## Instructions to follow
Below are the entries. Transcribe exactly the lines from the one with "of the black" through the one with "of the index", ends included, and leave out all others.

*** Opening of Data supplied ***

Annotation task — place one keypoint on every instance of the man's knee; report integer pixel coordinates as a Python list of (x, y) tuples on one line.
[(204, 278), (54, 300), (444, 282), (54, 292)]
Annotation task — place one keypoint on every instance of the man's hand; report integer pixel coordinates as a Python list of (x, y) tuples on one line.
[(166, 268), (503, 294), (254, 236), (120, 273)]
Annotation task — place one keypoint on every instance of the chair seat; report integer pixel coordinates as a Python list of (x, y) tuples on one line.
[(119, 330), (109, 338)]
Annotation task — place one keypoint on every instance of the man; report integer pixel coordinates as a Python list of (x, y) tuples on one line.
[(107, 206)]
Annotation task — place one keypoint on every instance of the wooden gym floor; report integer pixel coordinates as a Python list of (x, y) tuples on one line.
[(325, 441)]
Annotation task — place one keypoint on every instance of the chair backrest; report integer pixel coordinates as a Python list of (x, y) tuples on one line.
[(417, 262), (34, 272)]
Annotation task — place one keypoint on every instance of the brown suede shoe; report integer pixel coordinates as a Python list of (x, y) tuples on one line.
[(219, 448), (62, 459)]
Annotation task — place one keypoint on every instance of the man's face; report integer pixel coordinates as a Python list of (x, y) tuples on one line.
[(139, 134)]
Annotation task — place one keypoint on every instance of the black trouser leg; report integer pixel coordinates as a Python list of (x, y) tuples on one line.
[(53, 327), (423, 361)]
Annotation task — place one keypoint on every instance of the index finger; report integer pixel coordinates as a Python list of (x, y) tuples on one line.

*** Close of Data supplied ***
*** Opening of Data supplied ***

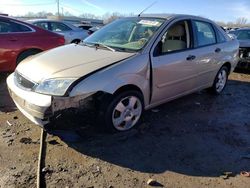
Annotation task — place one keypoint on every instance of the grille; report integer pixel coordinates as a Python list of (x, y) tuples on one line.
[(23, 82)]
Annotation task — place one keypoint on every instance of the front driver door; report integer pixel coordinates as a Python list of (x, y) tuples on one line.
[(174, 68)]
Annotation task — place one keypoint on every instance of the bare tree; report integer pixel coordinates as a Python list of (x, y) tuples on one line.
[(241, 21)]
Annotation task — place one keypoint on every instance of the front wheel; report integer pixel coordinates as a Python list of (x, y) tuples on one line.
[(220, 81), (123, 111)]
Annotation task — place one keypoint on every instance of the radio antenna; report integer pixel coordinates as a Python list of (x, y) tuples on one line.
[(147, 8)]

*** Close of Data supplied ***

## Solved exercise
Annotation task — place one keypoint on every instance of the black trouser leg; report integer pixel coordinates as a Python list of (x, y) tuples on one line.
[(53, 327), (423, 361)]
Annotation task — place one keypoint on every instance of the index finger; report integer pixel coordinates as a Python list of (x, y) tuples on one line.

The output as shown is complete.